▶ [Assignment]: Please give back each line of the material unchanged, but without the images.

╭──

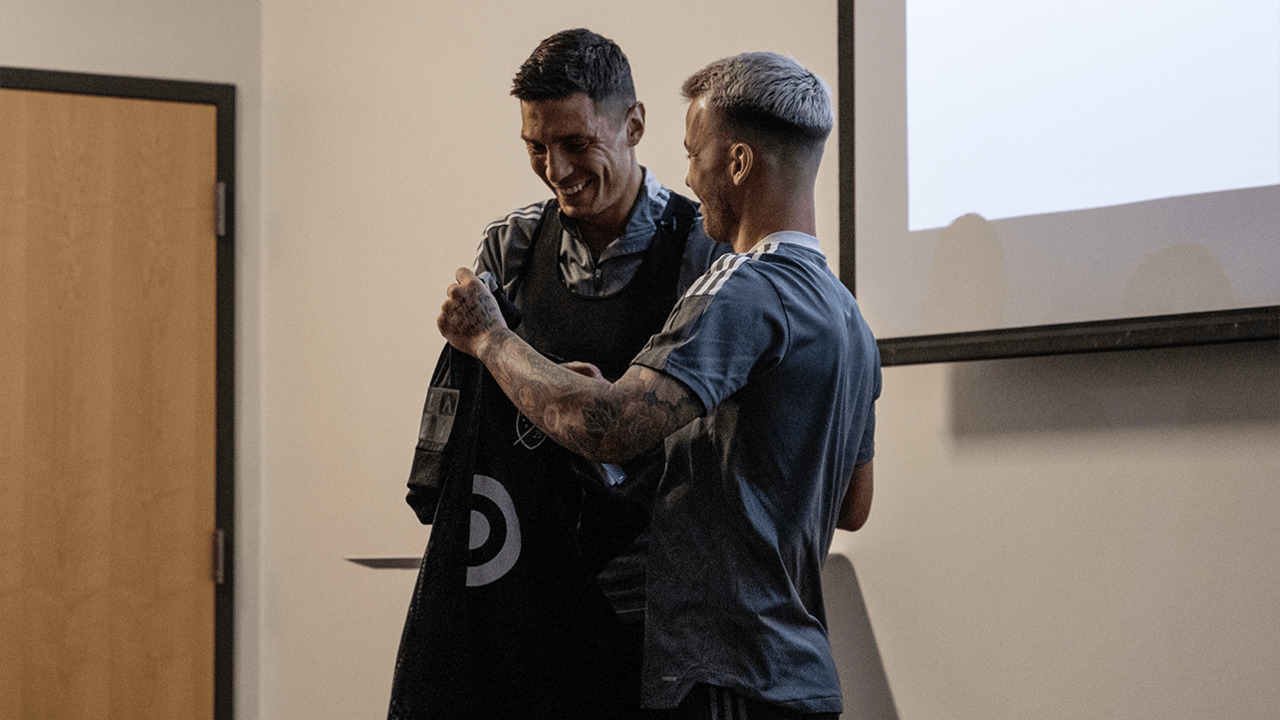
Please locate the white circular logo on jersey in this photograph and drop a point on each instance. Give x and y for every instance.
(494, 541)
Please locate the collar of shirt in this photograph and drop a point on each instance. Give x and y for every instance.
(621, 259)
(796, 237)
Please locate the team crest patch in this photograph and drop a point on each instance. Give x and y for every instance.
(442, 408)
(526, 433)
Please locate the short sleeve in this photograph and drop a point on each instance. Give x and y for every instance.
(728, 327)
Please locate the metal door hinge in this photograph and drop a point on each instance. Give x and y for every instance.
(219, 556)
(220, 209)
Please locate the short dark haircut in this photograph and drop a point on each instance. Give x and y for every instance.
(576, 62)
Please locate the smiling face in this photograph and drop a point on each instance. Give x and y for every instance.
(585, 156)
(709, 171)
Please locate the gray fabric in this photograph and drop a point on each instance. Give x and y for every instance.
(777, 351)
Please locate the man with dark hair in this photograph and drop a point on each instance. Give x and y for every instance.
(593, 272)
(760, 388)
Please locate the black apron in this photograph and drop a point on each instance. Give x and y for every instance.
(506, 619)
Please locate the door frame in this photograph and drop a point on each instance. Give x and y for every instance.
(223, 98)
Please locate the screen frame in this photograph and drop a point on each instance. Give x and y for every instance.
(1093, 336)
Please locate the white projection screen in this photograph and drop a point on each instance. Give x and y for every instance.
(1046, 177)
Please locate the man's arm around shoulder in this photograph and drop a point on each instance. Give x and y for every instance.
(600, 420)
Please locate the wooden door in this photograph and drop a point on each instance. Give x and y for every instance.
(106, 406)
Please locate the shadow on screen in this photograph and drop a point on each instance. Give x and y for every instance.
(862, 671)
(1220, 384)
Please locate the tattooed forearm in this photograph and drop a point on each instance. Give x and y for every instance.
(589, 415)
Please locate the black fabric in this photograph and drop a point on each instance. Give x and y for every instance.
(529, 634)
(603, 331)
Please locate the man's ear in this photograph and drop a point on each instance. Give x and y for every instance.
(740, 160)
(635, 123)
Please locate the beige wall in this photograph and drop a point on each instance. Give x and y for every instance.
(1065, 537)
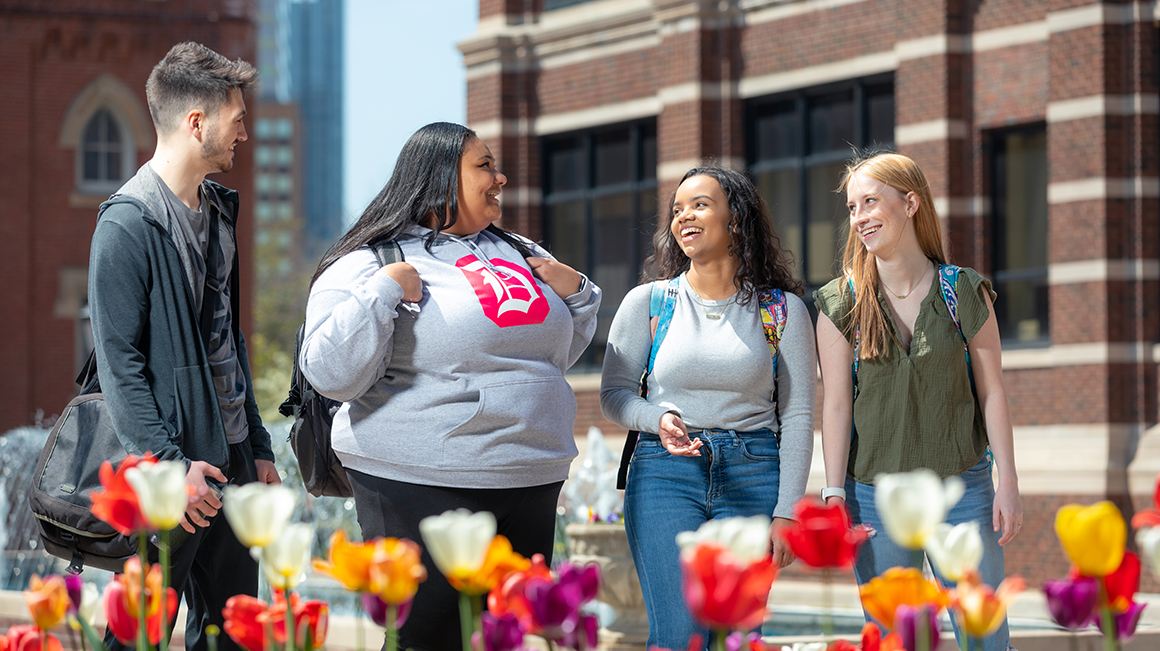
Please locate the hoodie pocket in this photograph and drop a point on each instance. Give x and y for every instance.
(516, 424)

╰──

▶ [Task response]:
Please locate the white circular logo on jersey in this photograph and drop a point on each instance. Give x and y for every instance.
(494, 541)
Please locate the collar of shirt in this photograph and drop a point on each instance. Give x and y for every instance.
(621, 259)
(796, 237)
Please locate the team crest patch in this photograph and drop a point on each instance. Give x and y for every instance.
(442, 408)
(526, 433)
Please locate the short sleeve in this photograph and drop a point on each instance. Give x and y for every instance.
(728, 327)
Please locate the metal door hinge in this photograph and drop a point on each instance. Give x and y for every instance.
(219, 556)
(220, 209)
Please locate the short dark haircut in this photograph and drop a point on each instance. Give x and y for every instance.
(576, 62)
Please locate the smiling face in this photograph and drop a point on each instance. Give x and y for every instance.
(585, 156)
(709, 171)
Please locate the gray fabric in this photograph and drop a point on each instance. Give x and y for every instance.
(777, 351)
Please locate the man with dark hair in this photograph and drop a point on each instance. Give x and y for every instance.
(593, 272)
(760, 388)
Please locate the black apron in this photograph and drop a point on each instance. Give x and y for every instance.
(506, 619)
Please locate the door frame in this photograph and drop a point on each instance. Give x and y for every instance.
(223, 98)
Please locate the screen frame in this photograph and drop a point on each instance. Give x and y for every instance.
(1093, 336)
Please locate the white projection screen in this photograph and drop a point on each instance. Give x and y for every instance.
(1046, 177)
Please locate the man's arm around shoulder in this photograph and drop a point on each instance. Give x and y for every instance.
(600, 420)
Please locate the wooden door in this photograph and drop a point on each instance. Give x and y for every instance.
(106, 406)
Please locate the shadow on screen in this photograph and drop a point on each instance. Give x and y for every instance.
(862, 671)
(1220, 384)
Please locate the tattooed forearm in this photograph and drop a point on each instance. Give x and y for every instance.
(589, 415)
Please locate the black fabric in this photograph and drop a point on each instance. Give x and y for every instance.
(529, 634)
(603, 331)
Please locate the man's ear in this photograph and drop a point on each instance. Give x and y for every instance.
(740, 160)
(635, 123)
Please locate the beige wall in this photograph and drop a point on each instance. Give x and y for every instance.
(1065, 537)
Please locate the hoodie pocket in this photograph and drop a point on each instance. Give x and y for every instance.
(516, 424)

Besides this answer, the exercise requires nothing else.